TO BE DONE:
In the rows below, copy out word for word every line from the one containing "the upholstered chair" through the one containing "[0,16,37,177]", including both of those lines.

(Records from a collection)
-----

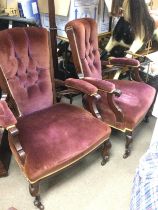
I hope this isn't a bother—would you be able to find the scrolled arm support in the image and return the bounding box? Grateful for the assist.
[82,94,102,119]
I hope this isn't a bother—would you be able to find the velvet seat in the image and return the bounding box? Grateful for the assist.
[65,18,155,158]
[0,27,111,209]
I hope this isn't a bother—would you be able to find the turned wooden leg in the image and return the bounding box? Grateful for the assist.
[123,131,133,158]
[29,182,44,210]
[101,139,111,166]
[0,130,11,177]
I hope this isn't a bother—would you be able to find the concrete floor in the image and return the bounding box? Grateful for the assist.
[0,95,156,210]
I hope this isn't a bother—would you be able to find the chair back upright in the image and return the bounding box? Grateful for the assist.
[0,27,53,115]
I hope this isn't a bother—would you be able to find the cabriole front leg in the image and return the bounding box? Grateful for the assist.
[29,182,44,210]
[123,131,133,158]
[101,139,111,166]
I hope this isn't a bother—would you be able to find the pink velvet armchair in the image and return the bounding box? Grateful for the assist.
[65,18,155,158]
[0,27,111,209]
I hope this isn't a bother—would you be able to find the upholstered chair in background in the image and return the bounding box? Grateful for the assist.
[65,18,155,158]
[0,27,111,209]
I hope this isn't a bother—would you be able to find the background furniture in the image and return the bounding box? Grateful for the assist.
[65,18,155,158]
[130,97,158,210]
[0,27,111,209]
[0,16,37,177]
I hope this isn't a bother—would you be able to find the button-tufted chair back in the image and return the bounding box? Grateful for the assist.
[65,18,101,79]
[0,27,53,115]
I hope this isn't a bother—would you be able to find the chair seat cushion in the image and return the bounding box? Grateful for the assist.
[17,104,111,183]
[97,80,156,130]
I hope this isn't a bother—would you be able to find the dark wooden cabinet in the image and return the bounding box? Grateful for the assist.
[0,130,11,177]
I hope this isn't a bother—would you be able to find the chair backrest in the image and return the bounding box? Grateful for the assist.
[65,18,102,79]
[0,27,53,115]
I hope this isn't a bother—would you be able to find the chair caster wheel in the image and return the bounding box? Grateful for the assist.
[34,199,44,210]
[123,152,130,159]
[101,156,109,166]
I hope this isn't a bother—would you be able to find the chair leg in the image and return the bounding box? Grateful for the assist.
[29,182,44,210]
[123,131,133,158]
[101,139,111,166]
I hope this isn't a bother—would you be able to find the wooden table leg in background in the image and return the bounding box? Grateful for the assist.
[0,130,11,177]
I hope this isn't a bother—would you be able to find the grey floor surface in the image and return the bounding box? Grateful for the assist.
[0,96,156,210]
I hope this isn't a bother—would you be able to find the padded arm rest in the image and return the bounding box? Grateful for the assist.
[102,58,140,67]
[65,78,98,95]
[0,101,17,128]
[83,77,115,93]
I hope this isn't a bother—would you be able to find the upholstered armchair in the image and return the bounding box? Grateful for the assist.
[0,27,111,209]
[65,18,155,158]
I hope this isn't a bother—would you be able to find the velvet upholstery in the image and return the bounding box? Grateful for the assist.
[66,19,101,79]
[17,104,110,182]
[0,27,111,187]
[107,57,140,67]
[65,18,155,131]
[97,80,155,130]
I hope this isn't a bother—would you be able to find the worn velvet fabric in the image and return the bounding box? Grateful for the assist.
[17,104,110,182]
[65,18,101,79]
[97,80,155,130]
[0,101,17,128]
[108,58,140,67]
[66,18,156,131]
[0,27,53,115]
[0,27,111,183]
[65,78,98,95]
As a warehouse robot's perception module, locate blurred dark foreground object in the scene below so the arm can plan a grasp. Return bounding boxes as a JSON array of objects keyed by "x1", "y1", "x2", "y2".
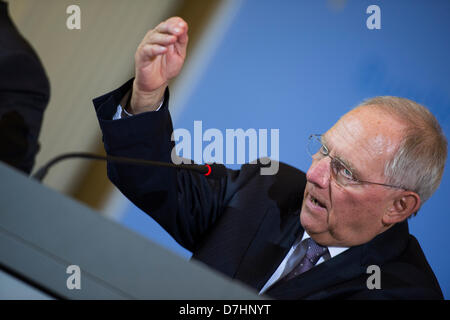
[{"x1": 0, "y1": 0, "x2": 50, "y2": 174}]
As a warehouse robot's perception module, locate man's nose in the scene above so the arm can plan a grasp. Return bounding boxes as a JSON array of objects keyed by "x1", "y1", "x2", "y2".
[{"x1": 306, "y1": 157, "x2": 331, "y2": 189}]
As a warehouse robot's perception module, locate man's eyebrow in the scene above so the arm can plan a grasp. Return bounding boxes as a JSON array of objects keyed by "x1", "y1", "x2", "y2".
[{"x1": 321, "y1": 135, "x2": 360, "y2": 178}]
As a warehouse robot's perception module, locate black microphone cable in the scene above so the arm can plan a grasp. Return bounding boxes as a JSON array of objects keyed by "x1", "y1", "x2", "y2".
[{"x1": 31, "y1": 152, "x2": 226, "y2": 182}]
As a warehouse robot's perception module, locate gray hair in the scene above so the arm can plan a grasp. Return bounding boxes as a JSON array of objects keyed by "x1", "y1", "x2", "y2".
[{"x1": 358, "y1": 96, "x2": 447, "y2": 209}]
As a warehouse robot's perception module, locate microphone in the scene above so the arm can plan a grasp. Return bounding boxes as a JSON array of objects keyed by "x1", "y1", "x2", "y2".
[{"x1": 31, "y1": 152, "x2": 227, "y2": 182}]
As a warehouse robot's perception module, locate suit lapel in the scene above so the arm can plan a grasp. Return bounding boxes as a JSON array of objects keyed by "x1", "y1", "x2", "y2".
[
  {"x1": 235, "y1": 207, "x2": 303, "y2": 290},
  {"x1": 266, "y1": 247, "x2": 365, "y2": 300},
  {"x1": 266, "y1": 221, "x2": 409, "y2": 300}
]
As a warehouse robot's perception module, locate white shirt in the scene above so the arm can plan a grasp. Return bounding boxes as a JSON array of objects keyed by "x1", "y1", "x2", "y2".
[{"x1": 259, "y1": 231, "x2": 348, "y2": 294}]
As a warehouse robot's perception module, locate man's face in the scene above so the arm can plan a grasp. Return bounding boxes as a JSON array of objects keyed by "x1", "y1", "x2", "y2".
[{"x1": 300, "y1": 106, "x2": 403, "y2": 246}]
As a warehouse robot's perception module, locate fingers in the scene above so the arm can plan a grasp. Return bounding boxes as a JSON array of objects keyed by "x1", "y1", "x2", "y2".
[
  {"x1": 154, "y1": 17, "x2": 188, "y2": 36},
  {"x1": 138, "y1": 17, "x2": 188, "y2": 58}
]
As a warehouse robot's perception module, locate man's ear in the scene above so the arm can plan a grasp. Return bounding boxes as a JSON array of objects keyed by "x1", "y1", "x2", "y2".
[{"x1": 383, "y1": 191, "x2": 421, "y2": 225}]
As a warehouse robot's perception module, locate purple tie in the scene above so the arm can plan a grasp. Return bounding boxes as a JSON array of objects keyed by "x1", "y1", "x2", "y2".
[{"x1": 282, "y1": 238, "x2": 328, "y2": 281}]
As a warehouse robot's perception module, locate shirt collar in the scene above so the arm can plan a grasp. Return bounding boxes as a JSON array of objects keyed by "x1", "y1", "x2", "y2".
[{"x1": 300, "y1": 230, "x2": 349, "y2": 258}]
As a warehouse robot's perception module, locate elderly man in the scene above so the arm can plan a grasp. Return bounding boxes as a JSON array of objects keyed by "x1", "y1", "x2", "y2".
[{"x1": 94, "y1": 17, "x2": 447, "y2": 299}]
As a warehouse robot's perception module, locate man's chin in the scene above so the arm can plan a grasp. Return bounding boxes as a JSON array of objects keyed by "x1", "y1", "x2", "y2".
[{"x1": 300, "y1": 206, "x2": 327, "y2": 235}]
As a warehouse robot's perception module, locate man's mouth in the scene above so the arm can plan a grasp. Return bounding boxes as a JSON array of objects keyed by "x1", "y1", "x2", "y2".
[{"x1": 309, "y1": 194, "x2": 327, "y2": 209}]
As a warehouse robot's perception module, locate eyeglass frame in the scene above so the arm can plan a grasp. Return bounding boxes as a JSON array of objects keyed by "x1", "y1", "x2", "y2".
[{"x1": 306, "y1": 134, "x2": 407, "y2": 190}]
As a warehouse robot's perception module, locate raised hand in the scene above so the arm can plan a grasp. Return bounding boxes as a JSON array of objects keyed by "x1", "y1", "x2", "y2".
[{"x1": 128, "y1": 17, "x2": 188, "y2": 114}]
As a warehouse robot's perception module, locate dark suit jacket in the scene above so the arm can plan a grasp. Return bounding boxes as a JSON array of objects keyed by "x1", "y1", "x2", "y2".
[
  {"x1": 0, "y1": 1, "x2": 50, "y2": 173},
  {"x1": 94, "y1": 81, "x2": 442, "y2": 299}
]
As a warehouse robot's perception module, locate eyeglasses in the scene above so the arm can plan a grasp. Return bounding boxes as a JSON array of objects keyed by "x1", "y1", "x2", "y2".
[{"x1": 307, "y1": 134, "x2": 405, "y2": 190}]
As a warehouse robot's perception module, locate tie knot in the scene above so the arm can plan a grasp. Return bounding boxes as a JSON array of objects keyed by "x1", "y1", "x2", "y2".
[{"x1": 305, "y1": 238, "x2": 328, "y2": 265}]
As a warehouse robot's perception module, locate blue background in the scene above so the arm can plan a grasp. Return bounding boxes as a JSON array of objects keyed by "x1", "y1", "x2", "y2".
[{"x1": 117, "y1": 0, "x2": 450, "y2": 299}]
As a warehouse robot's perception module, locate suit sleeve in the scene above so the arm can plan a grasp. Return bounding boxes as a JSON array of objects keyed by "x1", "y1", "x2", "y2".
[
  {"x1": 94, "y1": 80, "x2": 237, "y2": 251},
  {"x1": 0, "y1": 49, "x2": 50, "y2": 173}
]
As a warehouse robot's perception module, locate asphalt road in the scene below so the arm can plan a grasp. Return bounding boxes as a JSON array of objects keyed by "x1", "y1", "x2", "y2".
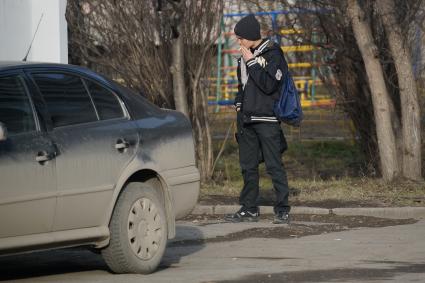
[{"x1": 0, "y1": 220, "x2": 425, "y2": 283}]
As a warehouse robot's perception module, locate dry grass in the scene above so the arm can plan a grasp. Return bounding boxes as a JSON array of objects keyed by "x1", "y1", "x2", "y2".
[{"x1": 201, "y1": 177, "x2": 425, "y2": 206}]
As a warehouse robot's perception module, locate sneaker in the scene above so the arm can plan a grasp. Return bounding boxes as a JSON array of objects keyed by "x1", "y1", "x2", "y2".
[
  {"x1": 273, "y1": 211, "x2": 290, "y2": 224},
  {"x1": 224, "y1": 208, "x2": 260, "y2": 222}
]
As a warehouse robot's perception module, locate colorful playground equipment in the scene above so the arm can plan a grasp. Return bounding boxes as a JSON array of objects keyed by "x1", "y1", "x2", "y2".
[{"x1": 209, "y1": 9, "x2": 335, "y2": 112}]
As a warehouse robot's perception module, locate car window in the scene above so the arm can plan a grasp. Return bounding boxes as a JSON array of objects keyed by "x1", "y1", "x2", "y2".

-----

EXERCISE RESPONSE:
I hope this isn't a bother—would you be able to find the upholstered chair in background in the image and return the bounding box? Grateful for the assist.
[65,18,155,158]
[0,27,111,209]
I hope this isn't a bother—would you be able to find the background furniture in the image and return the bounding box? Grateful for the assist.
[65,18,155,158]
[130,97,158,210]
[0,27,111,209]
[0,16,37,177]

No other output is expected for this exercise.